==== Given records ====

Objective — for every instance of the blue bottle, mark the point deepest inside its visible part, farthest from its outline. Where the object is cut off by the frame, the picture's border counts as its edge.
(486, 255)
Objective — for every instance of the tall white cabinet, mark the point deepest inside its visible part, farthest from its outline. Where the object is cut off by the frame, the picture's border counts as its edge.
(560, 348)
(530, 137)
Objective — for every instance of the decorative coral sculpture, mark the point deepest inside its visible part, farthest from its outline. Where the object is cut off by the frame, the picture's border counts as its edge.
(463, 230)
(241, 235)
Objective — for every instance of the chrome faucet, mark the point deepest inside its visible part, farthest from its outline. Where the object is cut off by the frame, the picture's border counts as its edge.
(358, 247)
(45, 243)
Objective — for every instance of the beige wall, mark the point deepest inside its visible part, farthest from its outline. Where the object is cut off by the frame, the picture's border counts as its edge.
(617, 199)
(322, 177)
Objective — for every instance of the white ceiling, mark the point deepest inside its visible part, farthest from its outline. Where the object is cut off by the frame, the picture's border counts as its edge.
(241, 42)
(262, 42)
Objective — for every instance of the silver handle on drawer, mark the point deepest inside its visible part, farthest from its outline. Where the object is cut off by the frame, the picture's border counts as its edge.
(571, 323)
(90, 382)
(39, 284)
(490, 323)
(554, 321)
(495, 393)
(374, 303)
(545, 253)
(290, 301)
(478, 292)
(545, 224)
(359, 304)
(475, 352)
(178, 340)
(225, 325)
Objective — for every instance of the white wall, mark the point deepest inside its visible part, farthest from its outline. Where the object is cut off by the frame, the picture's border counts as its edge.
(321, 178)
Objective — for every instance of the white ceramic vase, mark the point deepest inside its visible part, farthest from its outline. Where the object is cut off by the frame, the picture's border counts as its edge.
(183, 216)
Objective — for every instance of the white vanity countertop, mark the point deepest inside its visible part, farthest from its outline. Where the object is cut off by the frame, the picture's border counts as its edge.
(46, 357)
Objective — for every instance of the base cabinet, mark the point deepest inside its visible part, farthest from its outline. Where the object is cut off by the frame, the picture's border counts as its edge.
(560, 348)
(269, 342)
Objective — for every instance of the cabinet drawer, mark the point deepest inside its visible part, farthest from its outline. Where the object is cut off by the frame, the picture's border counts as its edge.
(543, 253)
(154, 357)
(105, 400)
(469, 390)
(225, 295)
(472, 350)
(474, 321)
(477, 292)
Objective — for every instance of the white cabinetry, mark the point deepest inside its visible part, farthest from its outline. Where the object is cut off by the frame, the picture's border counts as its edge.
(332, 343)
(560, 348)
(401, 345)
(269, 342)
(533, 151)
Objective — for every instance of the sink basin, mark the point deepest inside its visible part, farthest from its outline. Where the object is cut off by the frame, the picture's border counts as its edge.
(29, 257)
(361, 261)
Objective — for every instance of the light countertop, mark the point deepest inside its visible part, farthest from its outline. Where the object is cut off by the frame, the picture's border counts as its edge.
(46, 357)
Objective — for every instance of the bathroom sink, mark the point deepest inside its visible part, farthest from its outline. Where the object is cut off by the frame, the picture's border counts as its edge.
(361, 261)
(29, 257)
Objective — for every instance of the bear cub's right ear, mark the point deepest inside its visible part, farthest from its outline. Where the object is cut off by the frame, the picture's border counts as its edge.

====

**Task statement**
Give the records again, exactly as they appear.

**Task output**
Objective — for every instance of the blue bottle, mark the point deepest inside its visible part, farthest from its outline. Where the object is cut off by the frame, the picture's border counts as its edge.
(486, 255)
Objective — for every instance of the tall white cabinet, mark the point deepest inside its visible part, farthest from its outline. Where the object is cut off by the frame, the picture's border counts as its edge.
(560, 348)
(530, 137)
Objective — for every instance of the decorative coral sculpture, mark the point deepest inside its visible part, farthest from its outline. Where the object is cut off by the frame, the picture's border counts as its edge.
(463, 230)
(241, 235)
Objective — for every instance of the chrome faucet, mark the point deepest inside its visible part, farthest from its outline. Where the object is cut off by the frame, the picture's border counts as its edge.
(358, 247)
(45, 243)
Objective — for every instance of the beige wall, mark the point deepest inside its visible part, farthest from its outline. Where the object is cut off by the frame, the picture's border counts as its edge.
(617, 199)
(322, 177)
Objective — for every instance of the white ceiling, mark the point deepest inside its visible part, farthest from its outline. Where the object is cut off by the frame, the picture's border counts as its edge.
(241, 42)
(262, 42)
Objective — for every instance of the silver handle on drawer, mark the point deepest inside its visible part, farthest from its outline. Where the object is cut off by the frame, the picture's border counts as its edge.
(571, 323)
(90, 382)
(39, 284)
(490, 323)
(554, 321)
(495, 393)
(374, 303)
(545, 253)
(290, 301)
(478, 292)
(545, 224)
(359, 304)
(475, 352)
(178, 340)
(225, 325)
Objective — for every instance of the white wall, mark the point deepest inside its visible part, farthest from its outline. Where the object is cut off by the frame, the picture's border counts as its edge.
(321, 178)
Objective — for every instance of the white ceramic vase, mark the point deepest inside its visible part, farthest from its outline. Where the object is cut off by the frame, the picture's border counts as its edge.
(183, 216)
Objective — for every instance of the white vanity countertop, mark the point deepest inside its visible part, farthest from its outline. Where the object is cut off by the frame, the picture's border counts as its edge.
(46, 357)
Objective — for every instance of the base cabinet, mark the point deepest inside its visible part, farthest from its outline. Where the object is cut off by the frame, the picture's border counts as its edge.
(560, 348)
(269, 342)
Objective — for every instance of the cabinet drawer, mark the point deepest inside its visible part, farthest from its outline. Where the object is cut off by the frame, the picture's border counts as its edge.
(543, 253)
(154, 357)
(105, 400)
(469, 390)
(225, 295)
(472, 350)
(474, 321)
(477, 292)
Objective — for every instance of the white cabinetry, mark the point deepest inside its visible part, farthest from its outline. Where the object is cut off by the frame, the picture's border counts as its edge.
(332, 343)
(560, 348)
(401, 345)
(269, 342)
(533, 151)
Objective — for every instance of the sink basin, mark the point deepest inside its visible part, farthest from its outline. Where the object is cut off by the frame, the picture's border counts as its edge.
(29, 257)
(361, 261)
Objective — for every instance of the light countertop, mark the point deepest inside its visible part, farthest from its outline. Where the object is cut off by the frame, the picture's border counts as its edge.
(46, 357)
Objective — for every instance of the bathroom sink, mark the point deepest inside its visible part, farthest from its outline. Where the object is cut off by the frame, the picture's border counts as its edge.
(361, 261)
(29, 257)
Objective — for every instance of the bear cub's right ear, mark the point deepest inside its visible part, farthest from its outline. Where the object is cut off by the frame, the picture's border counts as its edge.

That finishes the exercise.